Article
________

Comme le relève le rapport d’enquête de l’Assemblée nationale visant à établir les raisons de la perte de souveraineté et d’indépendance énergétique de la France de mars 2023, la position géographique de la France favorise le développement d’interconnexions. La France en possède aujourd’hui 50, avec 6 États limitrophes : la Belgique, l’Allemagne, la Suisse, l’Italie, l’Espagne et le Royaume-Uni. RTE a pour objectif d’ici 2035 de doubler ces capacités, avec de nouvelles infrastructures en développement, notamment avec l’Espagne, l’Irlande et l’Italie.
Votre rapporteure Mme Nathalie Oziol souligne l’augmentation importante du nombre d’évènements significatifs système (ESS)
Selon les bilans sûreté publiés annuellement par RTE, les évènements significatifs système (ESS), qui reflètent la survenue d’incidents sur le réseau dont les origines peuvent être multiples, mais dont certains sont directement imputables au marché. En 2019, deux évènements significatifs système sont ainsi liés à la gestion par le marché des interconnexions. Ainsi, entre 2006 et 2016, la moyenne était de 37 ESS par an (à l’exception des années 2009 et 2010 avec 63 ESS), tandis que depuis 2017, le nombre moyen d’ESS a augmenté à 123 par an : une partie de cette augmentation est imputable au marché.

________

Données sources
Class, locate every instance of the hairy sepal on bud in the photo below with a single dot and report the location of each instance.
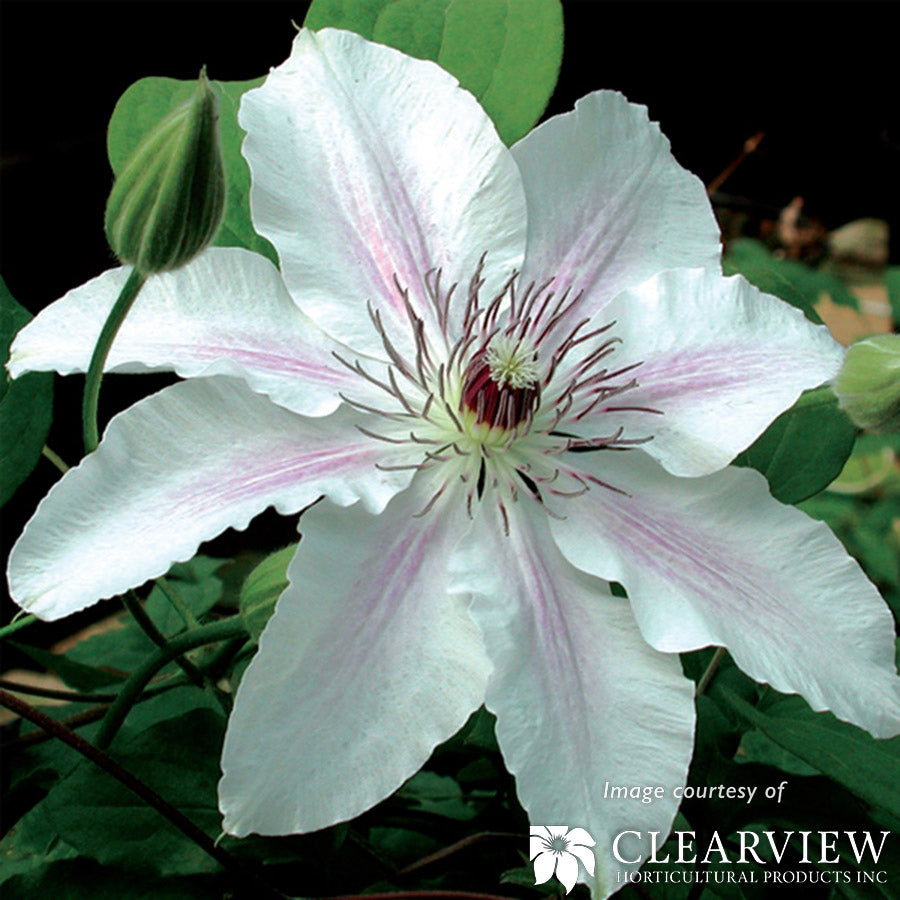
(168, 202)
(868, 385)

________

Consigne 1
Relevez dans l'article tous les États limitrophes avec lesquels la France possède des interconnexions.
Consigne 2
D'après l'article, pour quelle raison le développement d'interconnexions est-il favorisé en France ?

Réponse complète 1
La Belgique, l'Allemagne, la Suisse, l'Italie, l'Espagne et le Royaume-Uni.

Réponse complète 2
La position géographique de la France favorise le développement d'interconnexions. C'est ce que relève le rapport d'enquête de l'Assemblée nationale de mars 2023.